● **Sayfa alıntısı**

****************

Doç. Dr. Oya Güngörmüş Özkardeş, zekâyı, “Yeni bir probleme ya da duruma kolay uyum gösterebilme yetisi” diye tanımlıyor kitabında. Oya Hanım çocukların belli bir zihinsel kapasiteyle (genetik) dünyaya geldiklerini, erken dönemde çocuğa verilen uyarıcıların bu kapasitenin ne ölçüde kullanılacağını belirlediğini söylüyor. Eğer bebek zengin uyarıcıların bulunduğu bir ortamda yaşıyorsa kendi zihinsel kapasitesini en üst seviyede kullanabiliyor. Burada zengin uyarıcıdan kasıt ise onunla dolaşmak, konuşmak, oynamak ve düşünce becerilerinin gelişmesine imkân sağlayacak ortamlar oluşturmak.

Doç. Güngörmüş, annelerin sözel etkinliklerde bulunarak babaların ise daha çok oyun oynayarak bebeğin bilişsel gelişimini uyardıklarını belirtiyor. Güngörmüş, bebeklik döneminden başlayarak babayla etkileşimin çocuğun (özellikle de erkek çocuğun) zihinsel fonksiyonlarını olumlu yönde etkilediğini vurgulayan pek çok bilimsel çalışmanın varlığından bahsediyor. Ayrıca babaların çocuk gelişimi açısından bir başka önemli farkını da şöyle açıklıyor: “Onlar çocukları bağımsız davranmaya yüreklendirir. Dış dünyayı keşfetmelerini destekler. Bağımsızlıkları desteklenen çocuklar, kendilerini ve dış dünyayı keşfetme konusunda daha cesur davranırlar. Bu da daha fazla uyaranla karşılaşmak, daha çok sorun çözmek, değişikliklere kolay ayak uydurmak anlamına gelir. Zekâ, problem çözmek ve uyum sağlamak olduğuna göre, babayla yapılan etkinlikler çocuğun zekâsını olumlu yönde etkiler.”

****************

● **Veri kümesi satırları**
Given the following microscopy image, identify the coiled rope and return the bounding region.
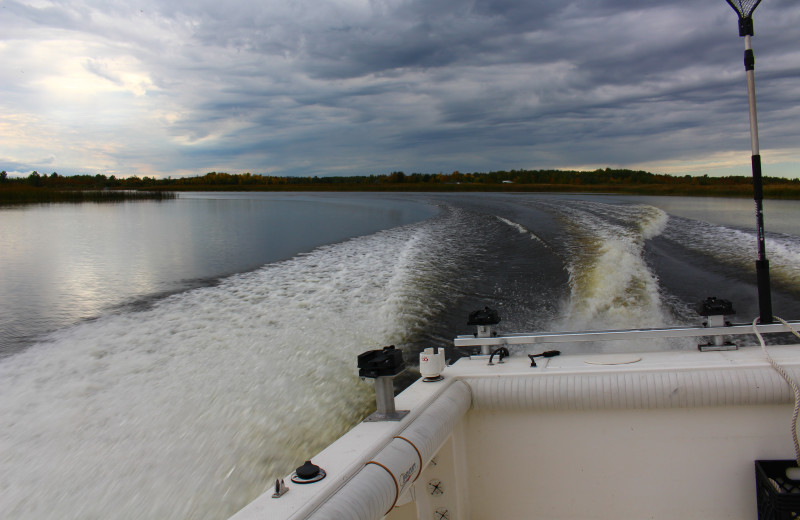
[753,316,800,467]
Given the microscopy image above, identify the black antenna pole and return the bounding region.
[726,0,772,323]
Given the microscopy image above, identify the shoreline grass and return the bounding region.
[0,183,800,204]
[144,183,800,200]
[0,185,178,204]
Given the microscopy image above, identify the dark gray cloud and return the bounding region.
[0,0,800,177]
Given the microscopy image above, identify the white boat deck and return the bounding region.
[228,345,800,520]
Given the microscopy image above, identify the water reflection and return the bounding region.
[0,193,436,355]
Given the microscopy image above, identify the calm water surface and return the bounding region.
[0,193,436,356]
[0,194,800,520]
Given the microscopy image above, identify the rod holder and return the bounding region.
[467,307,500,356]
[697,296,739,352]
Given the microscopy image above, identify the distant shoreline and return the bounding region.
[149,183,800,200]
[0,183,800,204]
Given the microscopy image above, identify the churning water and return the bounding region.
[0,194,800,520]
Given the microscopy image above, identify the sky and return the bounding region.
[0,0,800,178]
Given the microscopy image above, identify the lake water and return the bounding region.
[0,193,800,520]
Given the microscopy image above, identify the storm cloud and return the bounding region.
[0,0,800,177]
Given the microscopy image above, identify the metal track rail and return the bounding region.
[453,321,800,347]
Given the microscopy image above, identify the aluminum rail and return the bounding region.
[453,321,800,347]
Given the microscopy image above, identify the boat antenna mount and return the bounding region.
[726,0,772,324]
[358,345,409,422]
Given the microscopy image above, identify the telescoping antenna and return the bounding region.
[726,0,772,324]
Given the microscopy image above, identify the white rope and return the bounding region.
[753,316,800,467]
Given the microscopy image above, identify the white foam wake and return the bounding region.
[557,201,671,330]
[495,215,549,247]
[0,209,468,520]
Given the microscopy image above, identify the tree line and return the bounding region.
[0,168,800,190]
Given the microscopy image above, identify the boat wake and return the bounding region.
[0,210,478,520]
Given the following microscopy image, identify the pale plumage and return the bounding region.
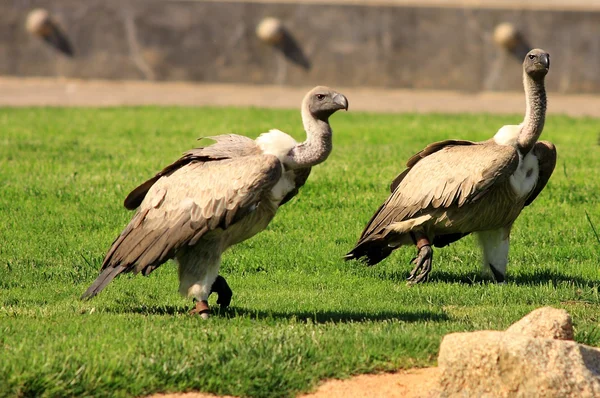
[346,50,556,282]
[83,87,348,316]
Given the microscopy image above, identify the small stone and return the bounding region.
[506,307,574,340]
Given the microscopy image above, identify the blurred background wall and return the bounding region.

****************

● **Görev tanımı**
Çocuğun zekâ gelişiminde babanın rolünü anlatan metni kaldığı yerden sürdürün.

● **Yanıt aşağıda**
Prof. Dr. Haluk Yavuzer, yaptıkları bilimsel araştırmalarda babası tarafından desteklenen, yüreklendirilen çocukların akademik hayatta daha başarılı olduğunu, desteklenmeyenlerin ise tam tersi bir durum yaşadığını anlatıyor: “Bebeklikten itibaren her gelişim döneminde çocuğun uyumunda, sağlıklı büyümesinde, akademik başarısında, yüksek benlik saygısında, kendisiyle barışık olmasında, özgüveninde, bağımsızlık kazanmasında baba son derece önemlidir.”

‘Baba Beni Sevmekten Niye Korkuyorsun?’ isimli kitabın yazarı Psikolojik Danışman Ercan Nar da babası tarafından sevilen, sevildiğini hisseden çocuğun öğrenmeye ve gelişmeye daha açık olduğunu, bu durumun da onun hayatına başarı şeklinde yansıdığını anlatıyor.

BÜYÜYÜNCE BABAM GİBİ ‘ERKEK’ OLACAĞIM

Erkeklerin daha aktif, saldırgan olmaları, kızların başkalarının kendisi hakkında ne düşündüğüyle daha çok ilgilenmesi, erkeklerin yabancı ortamda girişkenken kızların daha çekingen davranmaları, erkekler bağımsızlıktan yanayken kızların bağımlılığa yatkınlığı... Tüm bunlar kız ve erkek fıtratının birbirinden ne kadar ayrı olduğunu anlatmaya yetmez; ancak iki cinsin arasındaki bariz farklılıkları algılayabilmek adına bir perspektif sunabilir. Bahsi geçen özellikler her iki cinsin yaratılıştan getirdiği kodlar. Ancak çocuklar kendi cinsiyle alakalı birçok davranışı ebeveynlerini gözlemleyerek, taklit ederek öğreniyor.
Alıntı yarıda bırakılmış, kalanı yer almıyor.